EXCERPTED PASSAGE:
The 2011 offence for which the applicant was sentenced to nine months imprisonment involved property damage, mainly bashing the windscreen of his wife’s car, leaving his wife to feel afraid. This offence occurred whilst the applicant’s son, then two months old, was in the car. It is also noteworthy that the applicant had been drinking prior to the incident and his wife was trying to get him home. Violent offences against women are to be treated very seriously (paragraph 13.1.1(1)(b) of Direction 79).
I agree with the remarks of the sentencing magistrate who said that even though the child was very young at the time there would be an impact:
When you are violent like this around your child, even though your child is a baby, they soak it up like a sponge. So your child will get used to it, have to get used to being in a violent home, and that is not on.
I note that the applicant also failed to disclose his convictions on incoming passenger cards on a number of occasions. His explanation was that he had not understood the nature of the question, however given that the question is quite clear, I find the applicant’s explanation that he thought it relates to a prison sentence lacks credibility.
The applicant has offences against police whilst they were on duty, which are to be treated seriously (paragraph 13.1.1(1)(c) of Direction 79), and the applicant has also been previously warned that continued offending may lead to his visa being cancelled in 2012, but nevertheless reoffended after this (paragraph 13.1.1(1)(h) of Direction 79).
Having regard to the fact that the applicant has been sentenced to more than one term of imprisonment, that he has been found guilty of a number of serious violent offences for which he received a custodial sentence, most significantly having been sentenced to his most recent conviction for recklessly inflicting grievous bodily harm in an unprovoked attack, I am of the view that the applicant’s offending must be viewed as extremely serious.
Risk of reoffending
It is relevant when considering the risk to the Australian community that any reoffending by the applicant is likely to result in serious harm. It was put on behalf of the respondent that the applicant was at high risk of reoffending, but that any risk of reoffending was unacceptable.

EXCERPTED DATA:
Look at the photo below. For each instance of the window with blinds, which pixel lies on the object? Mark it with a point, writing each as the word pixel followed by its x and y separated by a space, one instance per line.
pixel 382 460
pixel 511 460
==
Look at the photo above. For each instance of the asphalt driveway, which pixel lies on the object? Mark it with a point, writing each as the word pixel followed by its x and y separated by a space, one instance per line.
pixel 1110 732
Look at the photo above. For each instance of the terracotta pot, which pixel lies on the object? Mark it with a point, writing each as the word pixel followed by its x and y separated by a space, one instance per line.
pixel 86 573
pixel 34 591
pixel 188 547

INSTRUCTIONS:
A) According to the visa decision excerpt, how old was the applicant's son when the 2011 offence occurred?
B) Print the part of the visa decision excerpt from "The 2011 offence" up to and including "13.1.1(1)(b) of Direction 79).".
C) Proceed with the visa decision excerpt, writing on from its final sentence.

RESPONSES BY TASK:
A) He was two months old.

B)
The 2011 offence for which the applicant was sentenced to nine months imprisonment involved property damage, mainly bashing the windscreen of his wife’s car, leaving his wife to feel afraid. This offence occurred whilst the applicant’s son, then two months old, was in the car. It is also noteworthy that the applicant had been drinking prior to the incident and his wife was trying to get him home. Violent offences against women are to be treated very seriously (paragraph 13.1.1(1)(b) of Direction 79).

C)
In his evidence before the Tribunal, the applicant’s psychologist, Mr Tsolis, said that he did not consider the applicant to be a risk unless he consumed alcohol, in which case the applicant would be at risk of committing further offences. Mr Tsolis said that the applicant would need to refrain from the consumption of alcohol effectively for the rest of his life, in order for there to be confidence that he would not reoffend. In the psychologist report by Mr Tsolis dated 9 August 2020, he stated that the applicant “does not exhibit an entrenched criminal proclivity or propensity to engage in offending behaviour… alcohol use has been the attributing factor of his offending behaviour… if successful in remaining abstinent from alcohol his impulse control problems will accordingly dissipate”.
Unfortunately, besides the evidence of Mr Tsolis and some evidence of the applicant’s discipline in detention, there is no clear objective evidence that the applicant is able to continue to refrain from drinking alcohol if he were released. There is evidence that in the past he had been able to avoid alcohol for long periods of time, but ultimately has gone back to binge drinking and offending behaviours.
Mr Tsolis said that the reason the Court sponsored rehabilitation programs had not worked for the applicant was because they were group programs and the applicant needed a tailored program, specific to his needs. For instance, the applicant has previously been ordered to attend Alcoholics Anonymous and counselling sessions in relation to previous offences, which proved unsuccessful by the applicant continuing to offend. Mr Tsolis said he had designed such a program and it would be affordable for the applicant but that to date the applicant has not completed such a program because he has been incarcerated. Whilst the applicant said that he has abstained from alcohol since being detained in February 2017 and undertaken courses and counselling to address his alcohol abuse, the applicant has not been in an unsupervised environment in the community since his incarceration for this period. The Tribunal is therefore left with a situation where there is no guarantee that the applicant would complete such a program nor that after completion it would mean that an objective observer could be reasonably confident that it would ultimately result in the applicant never touching alcohol again. This is important because the evidence is that if the applicant were to binge drink again, he is likely to reoffend.
The applicant submits that he “does not pose such a risk to the Australian community that should operate or suffice to prevent a decision by this Tribunal to… revoke the cancellation of his visa”. The evidence showed clearly that the applicant has previously also expressed an intention not to consume alcohol nor commit further offences so as not to pose a further risk. An example of this was the letter which the applicant had signed with a Pastor of his Church to not reoffend. The applicant did not keep this promise.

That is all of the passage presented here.